▶ [Task brief] In the court order below, what percentage of permanent physical disablement does the claimant say he suffered?

Start of Excerpted passage

National Insurance Company Limited v. Suresh Mahto
2018-11-29
RAJESH KUMAR
body2018
DigiLaw.ai
ORDER : 1. Heard the counsel for the parties. 2. The brief fact of the case is that the claimant, who has filed a petition, seeking compensation under section 166 of the Motor Vehicle Act, has claimed that he has suffered injury and permanent physical disablement of 70 % due to amputation of his thigh above knee joint. The injury has been sustained on 26.02.2002 at about 8.15 am at Asantari Ghati, P.S. Tandwa, District – Chatra. The injury is due to collision between two buses bearing Registration No.BR-13P-0191, in which the claimant was travelling, and another bus bearing Registration No. BR-13O-9292. 3. The appellant-Insurance Company is concerned with bus bearing Registration No.BR-13O-9292, who is respondent no. 3 and the owner. Owner of another bus bearing Registration No. BR-13P-0191 is respondent no.2 and his Insurance Company is Oriental Insurance Company, who is respondent No.4. 4. The learned Claim Tribunal, on the basis of the evidence led before him, has assessed the loss of earning and accordingly has granted claim to the tune of Rs. 11,81,000/- with interest @ 9 per cent simple interest from the date of filing of the claim petition. 5. The contributory negligence of both the bus has been taken into account and 50% compensation has been attributed to each of the bus. So far as respondent Nos. 3 and 4 are concerned i.e. the owner of the bus and the Insurance Company, they have accepted the award and payment has already been made to the claimant. 6. The appellant is the Insurer of bus bearing registration No. BR.13O-9292 (Respondent no. 3). So far as the owner of the bus is concerned, no challenge has been thrown, but the Insurance Company has challenged the award by filing the present appeal taking two plea (1) that no future prospect is payable in the injury cases (ii) the income of Rs.5,000/- per month has been taken without any cogent evidence. 7. The details of fact are not being given as only upon two grounds, the present appeal has been preferred. Rest of the fact are not in dispute, so this Court is not going in detail of the case.

End of Excerpted passage
Start of Given material

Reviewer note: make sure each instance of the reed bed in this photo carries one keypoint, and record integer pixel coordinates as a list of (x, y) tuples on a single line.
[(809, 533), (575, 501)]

End of Given material

▶ [Full solution] 70 percent